Exercise prompt
Please copy out each of the rows below line for line, with no changes.
----
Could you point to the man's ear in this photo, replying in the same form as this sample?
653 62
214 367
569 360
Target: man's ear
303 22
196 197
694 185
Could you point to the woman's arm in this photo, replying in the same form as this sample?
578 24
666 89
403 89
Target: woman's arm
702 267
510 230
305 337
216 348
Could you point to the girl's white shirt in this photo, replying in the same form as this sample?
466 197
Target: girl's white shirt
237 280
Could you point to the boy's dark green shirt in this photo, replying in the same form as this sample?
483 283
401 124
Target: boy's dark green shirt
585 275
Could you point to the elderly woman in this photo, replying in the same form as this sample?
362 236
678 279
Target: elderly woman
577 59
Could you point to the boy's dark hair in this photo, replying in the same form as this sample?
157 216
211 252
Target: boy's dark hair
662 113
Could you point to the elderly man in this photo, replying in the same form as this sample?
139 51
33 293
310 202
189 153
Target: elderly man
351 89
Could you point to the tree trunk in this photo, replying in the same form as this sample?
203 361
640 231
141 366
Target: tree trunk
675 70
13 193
----
Full solution
Could you point to the man's ear in this photo, replying in the same form as this sample?
653 62
214 367
569 360
Target: man's ear
303 22
196 197
694 185
Could you point to the woman's arm in this photo, replying in the same form as this sample?
578 24
666 89
403 89
Target: woman's arm
702 267
510 230
305 337
216 348
Could you point to the girl's white shirt in this photo, replying in the same form as this sample?
466 197
Target: girl's white shirt
237 280
Could you point to the boy's dark green shirt in this photo, replying in the same form as this sample?
483 283
401 124
Target: boy's dark green shirt
585 275
Could you point to the elderly woman in this photo, replying in the same form as this sample?
362 236
678 279
Target: elderly woman
577 59
Could you point to the boy's dark hair in this photo, replying in the same form as this sample?
157 216
211 252
Target: boy's dark hair
662 113
Could you point to the elderly man in this photo, replying in the same form as this sample?
139 51
33 293
310 202
189 153
Target: elderly man
351 89
Could you point to the tree trunk in this photo, replying in the same form as this sample?
203 361
640 231
141 366
Target: tree trunk
675 70
13 193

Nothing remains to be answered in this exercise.